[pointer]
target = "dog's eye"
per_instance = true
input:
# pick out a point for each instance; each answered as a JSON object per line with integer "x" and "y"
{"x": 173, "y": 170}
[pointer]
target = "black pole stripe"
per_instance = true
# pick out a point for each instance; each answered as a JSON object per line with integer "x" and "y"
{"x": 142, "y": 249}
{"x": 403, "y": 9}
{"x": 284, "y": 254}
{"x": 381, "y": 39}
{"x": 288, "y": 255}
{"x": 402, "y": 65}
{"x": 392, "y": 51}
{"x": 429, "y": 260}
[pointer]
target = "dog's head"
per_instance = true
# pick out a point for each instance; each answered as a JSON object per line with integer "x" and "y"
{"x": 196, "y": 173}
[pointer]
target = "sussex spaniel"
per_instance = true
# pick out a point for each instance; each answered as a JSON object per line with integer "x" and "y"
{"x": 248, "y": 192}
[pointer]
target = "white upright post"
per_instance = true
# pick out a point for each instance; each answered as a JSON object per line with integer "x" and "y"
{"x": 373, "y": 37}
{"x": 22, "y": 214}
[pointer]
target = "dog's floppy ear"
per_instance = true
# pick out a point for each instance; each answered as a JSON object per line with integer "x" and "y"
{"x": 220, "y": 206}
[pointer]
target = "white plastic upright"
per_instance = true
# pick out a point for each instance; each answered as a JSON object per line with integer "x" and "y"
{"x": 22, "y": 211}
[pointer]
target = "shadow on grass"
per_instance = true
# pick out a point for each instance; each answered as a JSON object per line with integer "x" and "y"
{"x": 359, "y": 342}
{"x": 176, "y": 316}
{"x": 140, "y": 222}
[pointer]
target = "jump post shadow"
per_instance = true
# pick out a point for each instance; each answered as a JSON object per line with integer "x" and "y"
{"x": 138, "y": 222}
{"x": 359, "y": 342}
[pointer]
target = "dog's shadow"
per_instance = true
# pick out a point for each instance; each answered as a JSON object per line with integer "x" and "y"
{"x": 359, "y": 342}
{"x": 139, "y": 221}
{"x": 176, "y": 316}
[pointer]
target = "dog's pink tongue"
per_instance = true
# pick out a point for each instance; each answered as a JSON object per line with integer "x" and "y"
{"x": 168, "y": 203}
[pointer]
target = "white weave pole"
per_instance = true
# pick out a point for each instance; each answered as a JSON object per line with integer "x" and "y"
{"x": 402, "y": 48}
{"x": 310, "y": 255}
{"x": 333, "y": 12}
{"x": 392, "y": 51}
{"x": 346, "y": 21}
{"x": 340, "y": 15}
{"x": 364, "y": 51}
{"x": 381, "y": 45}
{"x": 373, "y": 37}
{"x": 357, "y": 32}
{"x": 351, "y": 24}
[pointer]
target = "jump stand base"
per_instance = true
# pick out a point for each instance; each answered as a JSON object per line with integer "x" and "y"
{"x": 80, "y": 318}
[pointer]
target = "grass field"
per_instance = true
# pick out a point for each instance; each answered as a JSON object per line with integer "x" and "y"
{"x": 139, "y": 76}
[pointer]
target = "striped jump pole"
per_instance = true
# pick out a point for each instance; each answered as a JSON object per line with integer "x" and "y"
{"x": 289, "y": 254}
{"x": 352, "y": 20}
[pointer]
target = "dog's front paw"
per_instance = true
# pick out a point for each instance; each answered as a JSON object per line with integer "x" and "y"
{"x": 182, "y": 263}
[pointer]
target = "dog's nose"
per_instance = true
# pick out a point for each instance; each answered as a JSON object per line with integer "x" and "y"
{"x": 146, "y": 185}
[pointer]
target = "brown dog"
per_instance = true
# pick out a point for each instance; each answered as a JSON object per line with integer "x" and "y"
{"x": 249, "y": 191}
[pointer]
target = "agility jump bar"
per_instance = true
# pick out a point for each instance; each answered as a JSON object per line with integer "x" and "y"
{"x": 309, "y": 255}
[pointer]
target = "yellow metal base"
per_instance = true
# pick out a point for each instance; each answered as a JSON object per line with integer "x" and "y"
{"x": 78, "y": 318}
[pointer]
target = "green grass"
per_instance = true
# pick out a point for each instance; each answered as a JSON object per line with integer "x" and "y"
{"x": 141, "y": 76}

━━━━━━━━━━━━━━━━━━━━━━━━━━━━━━

WORK ORDER: Every one of the records is to be copied word for word.

EXERCISE SOLUTION:
[pointer]
target = "dog's eye"
per_instance = true
input:
# pick out a point for each instance; each answered as a JSON object per line with integer "x" and "y"
{"x": 173, "y": 170}
[pointer]
target = "black pole stripe"
per_instance = true
# pick out a point for each instance; each answered as a JSON object per line with integer "x" and "y"
{"x": 142, "y": 249}
{"x": 403, "y": 9}
{"x": 284, "y": 254}
{"x": 381, "y": 39}
{"x": 288, "y": 255}
{"x": 402, "y": 65}
{"x": 392, "y": 51}
{"x": 429, "y": 260}
[pointer]
target = "dog's head"
per_instance = true
# pick out a point for each instance; each answered as a JSON object per line with integer "x" and "y"
{"x": 196, "y": 173}
[pointer]
target = "sussex spaniel"
per_instance = true
# pick out a point for each instance; each answered as a JSON object per line with integer "x" and "y"
{"x": 248, "y": 192}
[pointer]
target = "white upright post"
per_instance = true
# pick out a point for each instance; each answered as a JSON object per line with integer "x" and "y"
{"x": 373, "y": 37}
{"x": 22, "y": 214}
[pointer]
target = "dog's floppy ear"
per_instance = true
# pick out a point for each instance; each answered as a JSON object per line with integer "x" and "y"
{"x": 220, "y": 206}
[pointer]
target = "white plastic upright"
per_instance = true
# pick out a point for each instance; each answered as a JSON object per line with integer "x" and "y"
{"x": 22, "y": 211}
[pointer]
target = "shadow on grass"
per_instance = true
# pick out a point for each instance; each answered as a JSON object per line with integer "x" and "y"
{"x": 359, "y": 342}
{"x": 176, "y": 316}
{"x": 140, "y": 222}
[pointer]
target = "jump post shadow"
per_instance = true
# pick out a point for each instance; each answered as a JSON object per line with integer "x" and "y"
{"x": 138, "y": 222}
{"x": 359, "y": 342}
[pointer]
target = "dog's shadow"
per_instance = true
# pick out a point for each instance; each answered as a JSON object per line with integer "x" and "y"
{"x": 359, "y": 342}
{"x": 139, "y": 221}
{"x": 176, "y": 316}
[pointer]
target = "dog's pink tongue"
per_instance = true
# pick out a point for each instance; each answered as a JSON object per line with integer "x" and "y"
{"x": 168, "y": 203}
[pointer]
target = "white weave pole"
per_instance = true
# pick out a point for each instance; each answered as a JSON object per line with integer "x" and "y"
{"x": 402, "y": 48}
{"x": 310, "y": 255}
{"x": 333, "y": 12}
{"x": 392, "y": 51}
{"x": 346, "y": 21}
{"x": 340, "y": 15}
{"x": 364, "y": 51}
{"x": 381, "y": 45}
{"x": 373, "y": 37}
{"x": 357, "y": 32}
{"x": 351, "y": 24}
[pointer]
target = "jump stand base"
per_instance = true
# pick out a point for each instance; each answered as a JSON object per line with integer "x" and "y"
{"x": 80, "y": 318}
[pointer]
target = "grass field"
per_instance = true
# pick out a point for each instance; each answered as a JSON object per line with integer "x" and "y"
{"x": 139, "y": 76}
[pointer]
target = "striped jump pole"
per_instance = true
# pick out a point for each instance; each answered as a JSON object per line with integer "x" and "y"
{"x": 289, "y": 254}
{"x": 352, "y": 20}
[pointer]
target = "dog's front paw"
per_instance = true
# pick out a point for each instance; each answered as a JSON object per line with integer "x" and "y"
{"x": 182, "y": 263}
[pointer]
target = "dog's nose"
per_instance = true
# pick out a point for each instance; each answered as a JSON object per line with integer "x" and "y"
{"x": 146, "y": 185}
[pointer]
target = "brown dog"
per_instance = true
# pick out a point for each instance; each answered as a JSON object per line with integer "x" and "y"
{"x": 249, "y": 191}
[pointer]
target = "agility jump bar"
per_instance = true
# pick out a point for each instance; each answered as a JSON object per line with integer "x" and "y"
{"x": 309, "y": 255}
[pointer]
target = "yellow metal base"
per_instance = true
# pick out a point for each instance; each answered as a JSON object per line with integer "x" and "y"
{"x": 78, "y": 318}
[pointer]
target = "green grass"
per_instance = true
# pick out a point for each instance; each answered as a JSON object per line with integer "x" and "y"
{"x": 141, "y": 76}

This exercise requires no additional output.